> [PROBLEMA BREVE 1] Indica si cada una de estas afirmaciones concuerda con el texto sobre el nacionalismo y justifica cada respuesta con un sí o un no seguido de las palabras decisivas del texto, citadas literalmente: (a) El nacionalismo es producto de la modernidad. (b) El Risorgimento fue un movimiento nacionalista conservador. (c) La noción del nacionalismo siempre ha sido lineal.
> [PROBLEMA BREVE 2] Prolonga el texto sobre el nacionalismo a partir de su última oración.

El nacionalismo es un fenómeno complejo que, si bien está asociado al conservadurismo, es producto de la modernidad. La construcción de la figura del Estado Nación en Europa, que se consolida tras el desplazamiento del orden feudal y tiene que ver con la estructuración de un cuerpo taxativo, pero ideológicamente tiene un fundamento relativamente progresista: la creación de una identidad colectiva basada ya no en los linajes nobiliarios sino algo menos elitista, como la lengua común y otros factores culturales.
Esa construcción tendría sus bemoles, y uno de ellos fue el ascenso de una vertiente nacionalista que se constituyó no en arropar lo nacional sino en excluir al distinto. En el Siglo XIX, con el fantasma de la posrevolución francesa y el comunismo internacionalista recorriendo Europa, muchos prejuicios e interpretaciones paranoicas afianzaron en los sectores conservadores la idea excluyente de Nación.
Pero la noción del nacionalismo nunca ha sido lineal. Pensemos por un momento en la cuna del fascismo, que es Italia, país que en el Siglo XIX, a través de un movimiento nacionalista progresista, el Risorgimento, que unificó diversas provincias y disolvió los guetos religiosos, para que todos los ahí vivientes tuvieran derechos plenos sin distingo por su credo.

> [ENTRADAS DEL CONJUNTO]
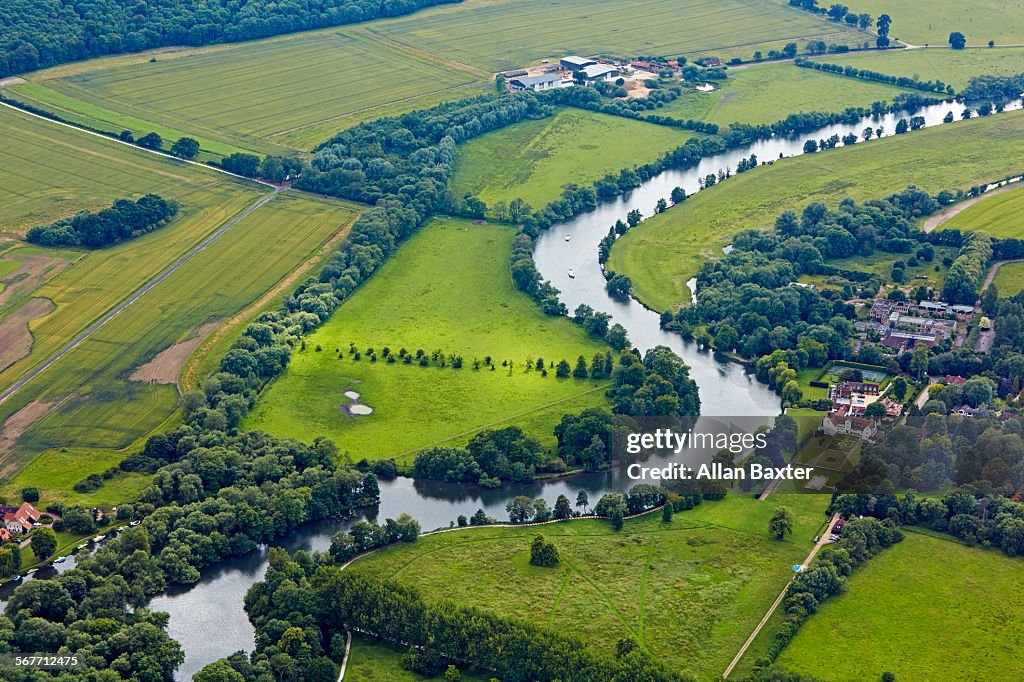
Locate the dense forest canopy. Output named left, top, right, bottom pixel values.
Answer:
left=0, top=0, right=459, bottom=77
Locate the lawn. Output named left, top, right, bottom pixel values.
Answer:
left=823, top=46, right=1024, bottom=89
left=0, top=190, right=354, bottom=477
left=657, top=63, right=906, bottom=126
left=453, top=109, right=693, bottom=209
left=993, top=263, right=1024, bottom=297
left=941, top=187, right=1024, bottom=239
left=13, top=28, right=490, bottom=151
left=608, top=107, right=1024, bottom=310
left=778, top=531, right=1024, bottom=680
left=245, top=219, right=606, bottom=463
left=853, top=0, right=1024, bottom=45
left=350, top=494, right=827, bottom=680
left=371, top=0, right=869, bottom=71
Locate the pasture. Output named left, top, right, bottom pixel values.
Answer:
left=369, top=0, right=870, bottom=71
left=349, top=493, right=828, bottom=680
left=452, top=109, right=695, bottom=209
left=939, top=186, right=1024, bottom=240
left=608, top=112, right=1024, bottom=310
left=244, top=219, right=607, bottom=464
left=656, top=63, right=906, bottom=126
left=778, top=530, right=1024, bottom=681
left=22, top=28, right=492, bottom=151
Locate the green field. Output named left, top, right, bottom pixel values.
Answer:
left=993, top=263, right=1024, bottom=297
left=245, top=219, right=606, bottom=462
left=608, top=112, right=1024, bottom=310
left=18, top=29, right=490, bottom=151
left=823, top=45, right=1024, bottom=89
left=940, top=187, right=1024, bottom=240
left=851, top=0, right=1024, bottom=45
left=349, top=494, right=828, bottom=680
left=657, top=63, right=917, bottom=126
left=452, top=109, right=693, bottom=209
left=371, top=0, right=869, bottom=71
left=778, top=532, right=1024, bottom=681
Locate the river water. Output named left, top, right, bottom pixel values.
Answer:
left=6, top=95, right=1021, bottom=680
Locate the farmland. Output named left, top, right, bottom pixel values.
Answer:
left=608, top=107, right=1024, bottom=309
left=453, top=109, right=693, bottom=209
left=349, top=494, right=827, bottom=680
left=657, top=63, right=917, bottom=126
left=245, top=219, right=606, bottom=463
left=371, top=0, right=869, bottom=71
left=779, top=532, right=1024, bottom=680
left=13, top=29, right=489, bottom=151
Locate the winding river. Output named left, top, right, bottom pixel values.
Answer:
left=6, top=95, right=1021, bottom=680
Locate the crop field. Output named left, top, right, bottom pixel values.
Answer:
left=608, top=112, right=1024, bottom=310
left=778, top=531, right=1024, bottom=681
left=453, top=109, right=695, bottom=209
left=0, top=191, right=355, bottom=487
left=19, top=29, right=490, bottom=150
left=940, top=187, right=1024, bottom=240
left=824, top=45, right=1024, bottom=89
left=854, top=0, right=1024, bottom=45
left=371, top=0, right=869, bottom=71
left=657, top=63, right=906, bottom=126
left=349, top=494, right=828, bottom=680
left=244, top=219, right=607, bottom=463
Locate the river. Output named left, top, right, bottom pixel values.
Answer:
left=6, top=95, right=1021, bottom=680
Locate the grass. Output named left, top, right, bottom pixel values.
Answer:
left=941, top=187, right=1024, bottom=239
left=656, top=63, right=917, bottom=126
left=372, top=0, right=869, bottom=71
left=779, top=531, right=1024, bottom=680
left=608, top=107, right=1024, bottom=310
left=0, top=190, right=354, bottom=475
left=993, top=263, right=1024, bottom=297
left=823, top=45, right=1024, bottom=89
left=13, top=28, right=490, bottom=151
left=453, top=109, right=693, bottom=209
left=350, top=494, right=827, bottom=680
left=245, top=219, right=606, bottom=462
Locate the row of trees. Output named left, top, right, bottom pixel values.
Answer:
left=25, top=195, right=178, bottom=249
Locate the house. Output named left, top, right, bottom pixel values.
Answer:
left=508, top=74, right=563, bottom=92
left=0, top=502, right=42, bottom=535
left=558, top=55, right=597, bottom=72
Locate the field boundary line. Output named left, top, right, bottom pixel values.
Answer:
left=0, top=186, right=286, bottom=403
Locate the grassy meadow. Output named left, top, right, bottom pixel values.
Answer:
left=349, top=494, right=828, bottom=680
left=245, top=219, right=607, bottom=463
left=452, top=109, right=695, bottom=209
left=656, top=63, right=906, bottom=126
left=13, top=29, right=490, bottom=150
left=608, top=107, right=1024, bottom=310
left=778, top=531, right=1024, bottom=681
left=370, top=0, right=869, bottom=71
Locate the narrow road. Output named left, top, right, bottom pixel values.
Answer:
left=722, top=514, right=839, bottom=678
left=0, top=186, right=285, bottom=402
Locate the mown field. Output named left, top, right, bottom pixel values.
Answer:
left=608, top=107, right=1024, bottom=309
left=452, top=109, right=694, bottom=209
left=657, top=63, right=917, bottom=126
left=823, top=45, right=1024, bottom=88
left=371, top=0, right=869, bottom=71
left=778, top=532, right=1024, bottom=681
left=0, top=191, right=355, bottom=491
left=13, top=29, right=490, bottom=150
left=851, top=0, right=1024, bottom=45
left=349, top=494, right=828, bottom=680
left=245, top=219, right=606, bottom=463
left=939, top=187, right=1024, bottom=239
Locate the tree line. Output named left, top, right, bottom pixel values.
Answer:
left=25, top=195, right=179, bottom=249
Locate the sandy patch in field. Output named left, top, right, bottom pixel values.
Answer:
left=0, top=298, right=56, bottom=371
left=131, top=322, right=220, bottom=384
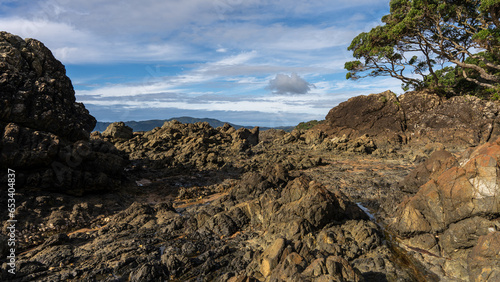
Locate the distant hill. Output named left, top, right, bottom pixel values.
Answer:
left=94, top=117, right=295, bottom=132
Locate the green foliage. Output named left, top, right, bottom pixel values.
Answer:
left=345, top=0, right=500, bottom=96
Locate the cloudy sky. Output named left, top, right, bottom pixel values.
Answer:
left=0, top=0, right=401, bottom=126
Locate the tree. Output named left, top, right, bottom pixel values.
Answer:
left=345, top=0, right=500, bottom=92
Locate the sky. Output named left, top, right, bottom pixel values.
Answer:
left=0, top=0, right=402, bottom=127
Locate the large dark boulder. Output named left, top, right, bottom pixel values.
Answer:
left=0, top=32, right=96, bottom=141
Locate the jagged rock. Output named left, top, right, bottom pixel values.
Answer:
left=467, top=231, right=500, bottom=281
left=399, top=150, right=457, bottom=193
left=102, top=122, right=134, bottom=141
left=0, top=32, right=126, bottom=195
left=390, top=138, right=500, bottom=280
left=0, top=32, right=96, bottom=141
left=316, top=91, right=500, bottom=152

> [RESULTADO 1]
(a) Sí: «es producto de la modernidad».
(b) No: «a través de un movimiento nacionalista progresista, el Risorgimento».
(c) No: «Pero la noción del nacionalismo nunca ha sido lineal».

> [RESULTADO 2]
Eso explicaría que el fascismo, construido poco tiempo después, tuviera en Italia un ingenuo apoyo de muchos italianos de origen judío, quienes pensaban que el exacerbado nacionalismo fascista era una especie de segunda faceta del Risorgimento, cuando en realidad se trataba de un movimiento reaccionario y violento para quienes las minorías eran fichas de apuesta desechables, como lo mostró el propio Mussolini, quien en la recta final de su dictadura asumió los delirios raciales de los nazis y también legalizó el antijudaísmo, con lo que fueron perseguidos incluso precursores históricos del fascismo como el banquero italiano de origen judío Éttore Ovazza, asesinado por las SS en 1943.
Ese tramo difícil de la historia ha hecho pensar que los nacionalismos necesariamente son conservadores y que preconizarlos conlleva necesariamente una especie de semilla fascista. Pero la historia marca lo contrario. Es obvio que todos los fascismos son nacionalistas pero no todos los nacionalismos son fascistas.
El politólogo Daniel Filc reseñó en su momento que había, en su origen, ciertos populismos y nacionalismos que no tenían un carácter conservador y podían incluso derivar en movimientos de izquierdas, y el factor central que los explicaba era que surgían en naciones con un pasado de colonización. En una especie de simplificación no tan injusta, podríamos decir que los nacionalismos progresistas no están en contra del diferente en sí, sino del imperialismo.
De ahí que hoy podamos aún hacer reflexiones sobre el proceso histórico de la Revolución Mexicana, un fenómeno que ha sido señalado, con cierta razón, de ser muy diferente de otras revoluciones de impacto mundial, como la Francesa y la Rusa, por no tener un proyecto ideológico claro, que éstas sí ostentaban tanto en el enciclopedismo como en el marxismo respectivamente.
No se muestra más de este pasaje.